■ Brief
Can you copy verbatim the lines of the records, beginning at the line that contains "the flower stem" and stopping after the line that contains "[(9, 188), (277, 178), (256, 147)]"? Include both of those lines.

Named-object pointing records
__________

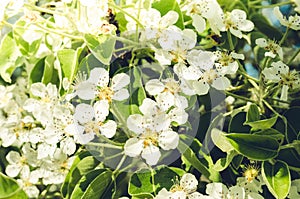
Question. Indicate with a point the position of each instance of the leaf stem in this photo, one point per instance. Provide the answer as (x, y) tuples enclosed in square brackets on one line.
[(273, 5), (231, 46), (293, 57), (239, 97), (126, 13)]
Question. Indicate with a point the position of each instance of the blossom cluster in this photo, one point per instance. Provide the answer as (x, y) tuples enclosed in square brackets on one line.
[(127, 75)]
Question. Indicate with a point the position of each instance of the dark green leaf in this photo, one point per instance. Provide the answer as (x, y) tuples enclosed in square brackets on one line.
[(262, 124), (256, 147), (164, 6), (68, 59), (277, 178), (102, 47), (9, 188), (9, 57), (253, 113)]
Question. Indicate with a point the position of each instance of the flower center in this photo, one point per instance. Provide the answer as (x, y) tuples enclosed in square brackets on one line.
[(173, 87), (150, 138), (105, 93)]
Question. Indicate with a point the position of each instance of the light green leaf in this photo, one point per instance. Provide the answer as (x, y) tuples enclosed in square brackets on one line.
[(164, 6), (102, 46), (9, 57), (223, 163), (9, 188), (277, 178), (68, 59), (65, 186), (219, 139), (262, 124), (48, 69), (256, 147), (191, 157), (253, 113)]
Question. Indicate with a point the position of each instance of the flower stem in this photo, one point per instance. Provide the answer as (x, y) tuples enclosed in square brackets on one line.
[(294, 56), (284, 36), (105, 145), (126, 13), (273, 5), (239, 97), (231, 46)]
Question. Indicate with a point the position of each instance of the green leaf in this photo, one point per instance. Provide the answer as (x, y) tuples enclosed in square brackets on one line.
[(272, 133), (291, 157), (27, 49), (236, 123), (141, 183), (102, 46), (191, 157), (262, 124), (293, 124), (85, 165), (223, 163), (256, 147), (164, 6), (9, 188), (136, 89), (262, 24), (68, 59), (100, 187), (77, 159), (48, 69), (9, 57), (253, 113), (84, 182), (93, 185), (219, 139), (277, 178)]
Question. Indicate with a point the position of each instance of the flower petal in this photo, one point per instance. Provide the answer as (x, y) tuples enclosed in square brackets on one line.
[(133, 147), (154, 87), (99, 76), (121, 94), (84, 113), (120, 81), (108, 129), (151, 154), (101, 110), (168, 140), (189, 183)]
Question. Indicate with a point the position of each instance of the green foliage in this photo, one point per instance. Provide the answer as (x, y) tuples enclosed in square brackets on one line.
[(9, 188), (277, 178), (256, 147)]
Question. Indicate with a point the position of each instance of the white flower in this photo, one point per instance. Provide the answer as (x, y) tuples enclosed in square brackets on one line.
[(152, 131), (20, 163), (201, 74), (5, 96), (88, 127), (271, 47), (177, 42), (186, 188), (167, 93), (91, 16), (41, 108), (226, 63), (158, 23), (280, 73), (210, 10), (236, 22), (295, 189), (297, 2), (292, 22), (97, 86)]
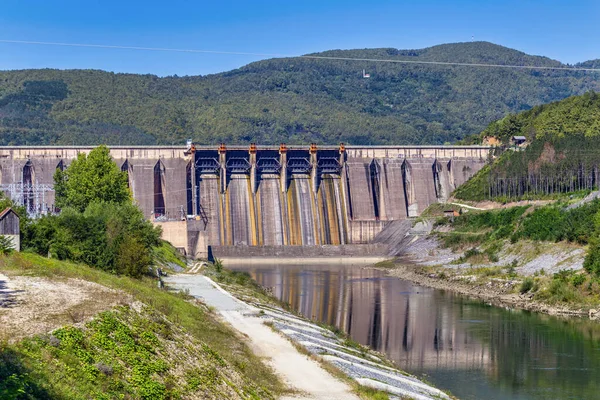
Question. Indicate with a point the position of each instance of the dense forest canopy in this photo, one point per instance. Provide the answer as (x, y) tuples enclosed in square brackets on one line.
[(293, 100), (562, 156)]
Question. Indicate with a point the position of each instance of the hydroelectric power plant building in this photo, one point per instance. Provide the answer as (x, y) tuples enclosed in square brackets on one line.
[(262, 200)]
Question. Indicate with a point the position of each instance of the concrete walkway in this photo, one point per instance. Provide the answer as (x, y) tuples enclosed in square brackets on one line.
[(299, 372)]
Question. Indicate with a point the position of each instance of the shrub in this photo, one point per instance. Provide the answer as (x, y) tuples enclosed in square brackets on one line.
[(6, 245), (526, 285), (578, 279)]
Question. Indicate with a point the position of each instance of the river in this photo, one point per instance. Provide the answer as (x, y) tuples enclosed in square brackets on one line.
[(474, 350)]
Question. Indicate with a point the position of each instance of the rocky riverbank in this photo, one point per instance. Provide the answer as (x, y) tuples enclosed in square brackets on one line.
[(425, 261), (369, 372)]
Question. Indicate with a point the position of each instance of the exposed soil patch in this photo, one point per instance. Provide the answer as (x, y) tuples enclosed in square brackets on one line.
[(33, 305), (497, 292)]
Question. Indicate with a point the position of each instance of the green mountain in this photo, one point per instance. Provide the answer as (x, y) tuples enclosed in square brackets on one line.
[(563, 154), (293, 100)]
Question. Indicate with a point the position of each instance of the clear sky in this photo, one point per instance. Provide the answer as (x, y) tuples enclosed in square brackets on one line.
[(565, 30)]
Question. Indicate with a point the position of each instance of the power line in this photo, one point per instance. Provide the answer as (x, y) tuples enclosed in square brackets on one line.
[(377, 60)]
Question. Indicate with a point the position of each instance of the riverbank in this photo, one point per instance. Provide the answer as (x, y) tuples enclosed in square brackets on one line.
[(369, 373), (544, 277), (72, 331), (499, 292)]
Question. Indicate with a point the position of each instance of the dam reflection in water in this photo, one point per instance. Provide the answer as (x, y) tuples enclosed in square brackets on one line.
[(473, 350)]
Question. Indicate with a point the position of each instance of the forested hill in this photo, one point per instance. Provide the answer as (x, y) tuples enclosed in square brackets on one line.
[(293, 100), (574, 115), (563, 154)]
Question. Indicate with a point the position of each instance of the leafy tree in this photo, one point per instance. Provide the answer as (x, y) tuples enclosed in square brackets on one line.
[(89, 178), (292, 100)]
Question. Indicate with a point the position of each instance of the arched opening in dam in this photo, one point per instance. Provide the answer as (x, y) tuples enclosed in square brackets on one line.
[(268, 196), (28, 188), (159, 185)]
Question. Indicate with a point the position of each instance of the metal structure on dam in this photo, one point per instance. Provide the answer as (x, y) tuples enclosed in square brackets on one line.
[(261, 196)]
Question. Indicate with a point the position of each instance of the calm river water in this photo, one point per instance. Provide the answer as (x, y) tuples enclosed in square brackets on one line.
[(474, 350)]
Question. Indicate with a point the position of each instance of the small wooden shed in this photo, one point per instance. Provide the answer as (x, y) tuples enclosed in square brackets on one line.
[(9, 227)]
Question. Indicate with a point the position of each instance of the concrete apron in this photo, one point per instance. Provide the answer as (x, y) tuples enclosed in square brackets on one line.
[(298, 371)]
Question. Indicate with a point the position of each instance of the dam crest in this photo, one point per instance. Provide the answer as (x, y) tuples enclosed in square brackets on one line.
[(269, 197)]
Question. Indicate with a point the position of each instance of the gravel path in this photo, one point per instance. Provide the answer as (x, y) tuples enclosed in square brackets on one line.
[(300, 372)]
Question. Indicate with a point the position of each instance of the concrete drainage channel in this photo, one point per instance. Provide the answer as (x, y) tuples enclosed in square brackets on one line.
[(365, 367)]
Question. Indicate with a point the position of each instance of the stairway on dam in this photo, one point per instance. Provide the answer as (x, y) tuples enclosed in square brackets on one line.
[(265, 198)]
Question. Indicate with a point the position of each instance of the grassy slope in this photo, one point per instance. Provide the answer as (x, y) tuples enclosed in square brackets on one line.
[(526, 232), (170, 349), (293, 100)]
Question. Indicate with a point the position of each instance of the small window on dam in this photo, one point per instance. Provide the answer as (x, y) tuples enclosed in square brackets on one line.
[(28, 179), (125, 168), (159, 184), (374, 172)]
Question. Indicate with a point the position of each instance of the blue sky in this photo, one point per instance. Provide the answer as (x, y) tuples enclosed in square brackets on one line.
[(563, 30)]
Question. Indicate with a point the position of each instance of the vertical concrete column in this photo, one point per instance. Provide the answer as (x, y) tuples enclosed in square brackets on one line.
[(345, 224), (193, 179), (283, 163), (223, 166), (252, 158), (314, 172)]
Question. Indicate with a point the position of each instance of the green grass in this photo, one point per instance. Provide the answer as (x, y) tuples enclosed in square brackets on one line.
[(166, 254), (52, 371)]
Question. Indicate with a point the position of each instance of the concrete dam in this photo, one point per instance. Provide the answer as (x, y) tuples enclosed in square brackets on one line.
[(262, 200)]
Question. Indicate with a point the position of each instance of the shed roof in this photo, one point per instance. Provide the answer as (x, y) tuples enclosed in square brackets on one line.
[(6, 211)]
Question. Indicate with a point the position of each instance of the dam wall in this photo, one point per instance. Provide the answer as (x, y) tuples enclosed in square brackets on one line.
[(269, 197)]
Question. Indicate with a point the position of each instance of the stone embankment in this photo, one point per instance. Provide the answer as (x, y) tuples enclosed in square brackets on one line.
[(268, 327), (421, 258)]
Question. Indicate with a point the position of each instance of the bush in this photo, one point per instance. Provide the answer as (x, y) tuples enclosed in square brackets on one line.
[(526, 285), (578, 280), (112, 237), (6, 245)]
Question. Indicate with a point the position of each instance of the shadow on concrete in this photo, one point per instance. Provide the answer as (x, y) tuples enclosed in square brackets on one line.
[(8, 297)]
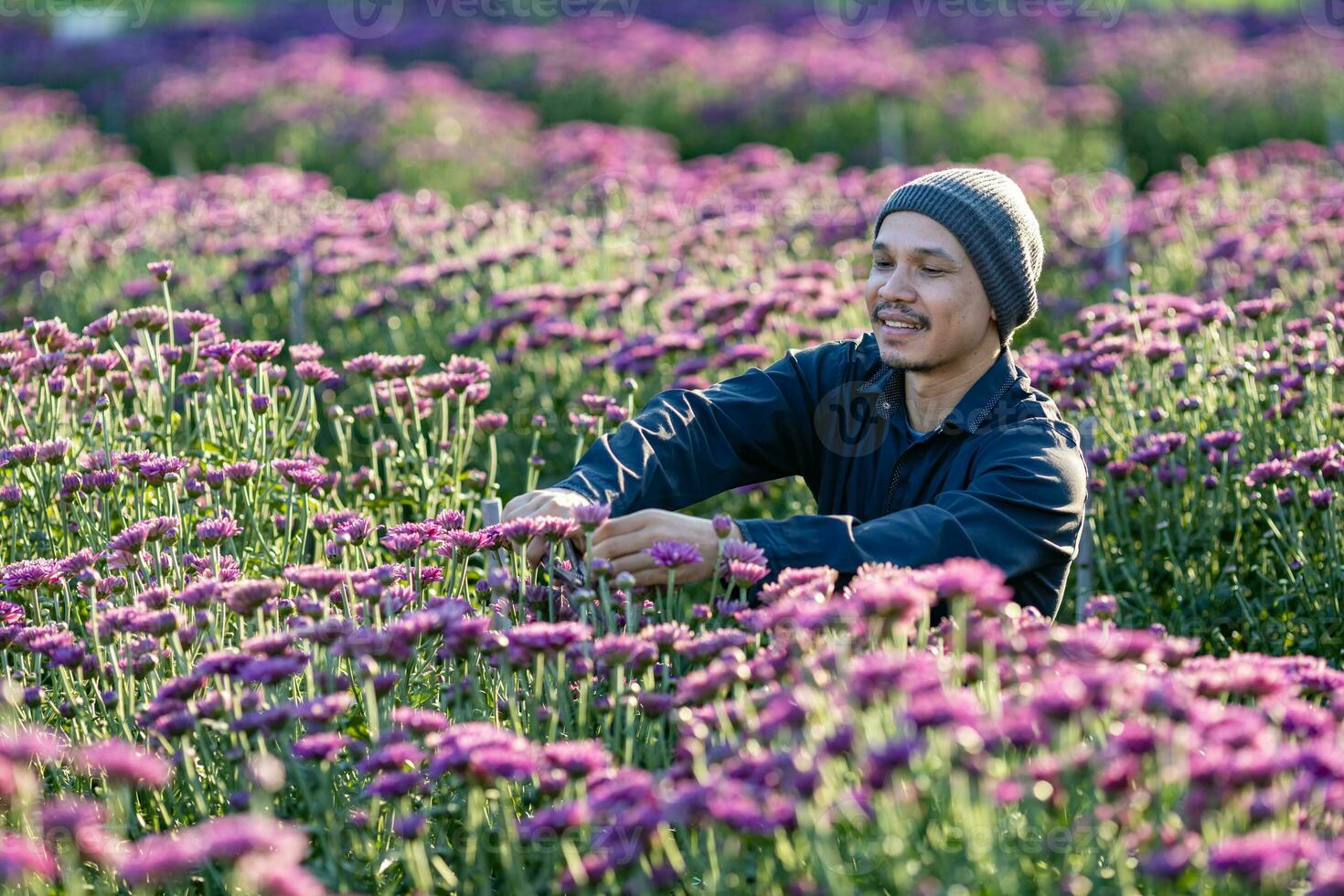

__________

■ Correct answer
Question. Indicate with a point the position of each instance of the flower stem in this photo, one point per instance. Provide the answer as (x, y) tuples enclosed in square brackets on one line.
[(294, 56), (284, 36), (105, 145), (126, 13), (273, 5), (239, 97), (231, 46)]
Question. Indicate with a point the position of each instance of the green leaf in this photo, one point per instance. Provide the answer as (x, y) tuples enclosed in square brackets on one line.
[(272, 133), (291, 157), (27, 49), (236, 123), (141, 183), (102, 46), (191, 157), (262, 124), (293, 124), (85, 165), (223, 163), (256, 147), (164, 6), (9, 188), (136, 89), (262, 24), (68, 59), (100, 187), (77, 159), (48, 69), (9, 57), (253, 113), (84, 182), (93, 185), (219, 139), (277, 178)]
Question. Indicate with a point the position of each instance of the flower petal in this photo, one point per instance. Provide the answer as (x, y) tuples enclosed in square brackets on one line.
[(133, 147), (154, 87), (99, 76), (121, 94), (84, 113), (120, 81), (108, 129), (151, 154), (101, 110), (168, 140), (189, 183)]
Question. Indicate with a point the position of each instance of the green foliage in this photo, one point per instance. Provide the answer as (x, y) tuples enclosed in square brackets on one line.
[(9, 188), (277, 178), (256, 147)]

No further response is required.